Data listing:
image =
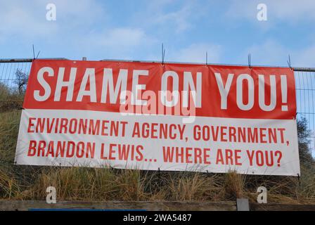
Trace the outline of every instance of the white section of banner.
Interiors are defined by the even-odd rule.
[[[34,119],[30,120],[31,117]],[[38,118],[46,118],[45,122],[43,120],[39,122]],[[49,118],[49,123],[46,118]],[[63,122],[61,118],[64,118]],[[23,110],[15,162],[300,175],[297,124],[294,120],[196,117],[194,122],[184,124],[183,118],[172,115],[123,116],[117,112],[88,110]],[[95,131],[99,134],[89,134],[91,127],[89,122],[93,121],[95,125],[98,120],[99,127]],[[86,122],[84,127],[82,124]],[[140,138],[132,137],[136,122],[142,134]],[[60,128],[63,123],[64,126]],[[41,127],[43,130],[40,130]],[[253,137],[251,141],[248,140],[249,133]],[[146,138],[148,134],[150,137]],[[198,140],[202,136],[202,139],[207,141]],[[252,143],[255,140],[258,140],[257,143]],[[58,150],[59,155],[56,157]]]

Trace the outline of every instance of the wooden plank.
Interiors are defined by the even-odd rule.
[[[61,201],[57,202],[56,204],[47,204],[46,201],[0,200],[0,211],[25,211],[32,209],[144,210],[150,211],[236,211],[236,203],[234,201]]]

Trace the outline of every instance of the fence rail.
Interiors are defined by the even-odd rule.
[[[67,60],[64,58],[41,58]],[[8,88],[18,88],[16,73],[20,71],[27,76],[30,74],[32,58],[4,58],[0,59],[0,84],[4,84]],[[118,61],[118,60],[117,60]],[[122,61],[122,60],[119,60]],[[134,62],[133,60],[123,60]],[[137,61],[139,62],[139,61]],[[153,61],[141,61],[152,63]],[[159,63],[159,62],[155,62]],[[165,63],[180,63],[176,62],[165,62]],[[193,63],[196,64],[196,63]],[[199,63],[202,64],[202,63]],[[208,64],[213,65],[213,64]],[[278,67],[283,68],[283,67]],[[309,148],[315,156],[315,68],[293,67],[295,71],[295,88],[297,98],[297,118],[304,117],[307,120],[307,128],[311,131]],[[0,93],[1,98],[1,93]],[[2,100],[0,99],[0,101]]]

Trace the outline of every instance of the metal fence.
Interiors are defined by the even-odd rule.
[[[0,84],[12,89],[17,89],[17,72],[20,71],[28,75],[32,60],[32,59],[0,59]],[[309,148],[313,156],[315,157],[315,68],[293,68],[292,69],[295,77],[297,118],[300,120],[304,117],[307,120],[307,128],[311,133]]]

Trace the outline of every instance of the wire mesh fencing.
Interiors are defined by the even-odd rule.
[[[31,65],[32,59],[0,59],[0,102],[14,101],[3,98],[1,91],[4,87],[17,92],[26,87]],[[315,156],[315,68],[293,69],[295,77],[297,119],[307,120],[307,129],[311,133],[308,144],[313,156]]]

§ What the exercise asks
Omit the pictures, and quote the material above exactly as given.

§ Response to the task
image =
Trace the outline of every instance of the white section of banner.
Interiors are defined by the even-odd rule.
[[[34,119],[30,120],[31,117]],[[38,118],[46,118],[45,122],[43,120],[39,122]],[[49,118],[49,123],[46,118]],[[63,122],[61,118],[64,118]],[[23,110],[15,162],[300,175],[297,124],[294,120],[196,117],[194,122],[184,124],[183,118],[172,115],[123,116],[117,112],[88,110]],[[95,131],[99,134],[89,134],[91,127],[89,122],[93,121],[95,125],[98,120],[99,127]],[[86,122],[84,127],[82,124]],[[140,138],[132,137],[136,122],[142,134]],[[60,128],[63,123],[64,126]],[[41,127],[43,130],[40,130]],[[253,137],[251,141],[248,140],[249,133]],[[146,138],[148,134],[150,137]],[[198,140],[202,136],[202,139],[207,141]],[[252,143],[255,140],[258,140],[257,143]],[[58,150],[59,155],[56,157]]]

Trace the outline of every instance of the wooden plank.
Interiors are defined by the even-odd rule.
[[[61,201],[57,202],[56,204],[47,204],[46,201],[0,200],[0,211],[25,211],[32,209],[144,210],[150,211],[236,211],[236,203],[234,201]]]

Trace the outline of every instance of the fence rail.
Interiors are defined by the even-odd rule.
[[[67,60],[64,58],[41,58]],[[8,88],[18,88],[16,73],[20,71],[27,76],[30,74],[32,58],[4,58],[0,59],[0,84],[4,84]],[[118,61],[118,60],[117,60]],[[122,61],[122,60],[119,60]],[[134,62],[133,60],[123,60]],[[137,61],[139,62],[139,61]],[[153,61],[141,61],[152,63]],[[159,63],[159,62],[155,62]],[[165,63],[180,63],[176,62],[165,62]],[[193,63],[196,64],[196,63]],[[199,63],[202,64],[202,63]],[[208,64],[213,65],[213,64]],[[278,67],[283,68],[283,67]],[[309,148],[315,156],[315,68],[293,67],[295,71],[295,88],[297,98],[297,118],[304,117],[307,120],[307,128],[311,131]],[[0,93],[1,98],[1,93]],[[2,100],[0,99],[0,101]]]

Trace the outline of every instance of the metal fence.
Interiors are defined by the even-odd rule.
[[[0,84],[12,89],[17,89],[17,72],[20,71],[28,75],[32,60],[32,59],[0,59]],[[309,148],[313,156],[315,157],[315,68],[293,68],[292,69],[295,77],[297,118],[300,120],[304,117],[307,120],[307,128],[311,133]]]

Trace the outline of every instance of the wire mesh fencing.
Interiors are defined by the even-odd rule.
[[[31,65],[32,59],[0,59],[0,102],[14,101],[3,98],[1,91],[4,87],[17,92],[26,87]],[[315,156],[315,68],[293,69],[295,77],[297,119],[307,120],[307,129],[311,133],[308,144],[313,156]]]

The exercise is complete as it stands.